## PAGE:
[START]
# Well, the wait is almost over.



## RJ75 (Mar 2, 2011)

So I passed my ACP exams in January, got my registration taken care of last month and it looks like I've got my first industrial EMR job lined up. Does anyone who's worked industrial in Alberta have any suggestions or tips about what to expect on the job?

RJ


----------



## lightsandsirens5 (Mar 2, 2011)

Lots of Canadians. 

But then you knew that already I suppose.


----------



## systemet (Mar 2, 2011)

RJ75 said:


> So I passed my ACP exams in January, got my registration taken care of last month and it looks like I've got my first industrial EMR job lined up. Does anyone who's worked industrial in Alberta have any suggestions or tips about what to expect on the job?
> 
> RJ



Don't do it for too long if you have EMT / Paramedic / 911 work as a goal.
[END]
## DATA EXCERPT:
[START]
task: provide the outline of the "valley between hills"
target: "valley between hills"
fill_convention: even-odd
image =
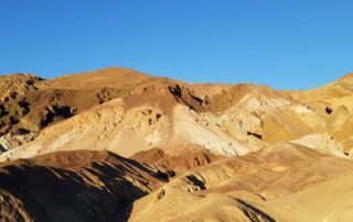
[END]
## GIVEN PROBLEM A:
Reproduce word for word the part of the forum thread that begins at the words "## RJ75 (Mar" and ends after the words "lightsandsirens5 (Mar 2, 2011)".
## GIVEN PROBLEM B:
Condense the paragraph in the forum thread's first post that starts "So I passed my ACP exams" into a short list of its main facts.

## TASK SOLUTION A:
## RJ75 (Mar 2, 2011)

So I passed my ACP exams in January, got my registration taken care of last month and it looks like I've got my first industrial EMR job lined up. Does anyone who's worked industrial in Alberta have any suggestions or tips about what to expect on the job?

RJ


----------



## lightsandsirens5 (Mar 2, 2011)

## TASK SOLUTION B:
- Passed the ACP exams in January.
- Took care of registration last month.
- Appears to have a first industrial EMR job lined up.
- Asks anyone who has worked industrial in Alberta for suggestions or tips on what to expect on the job.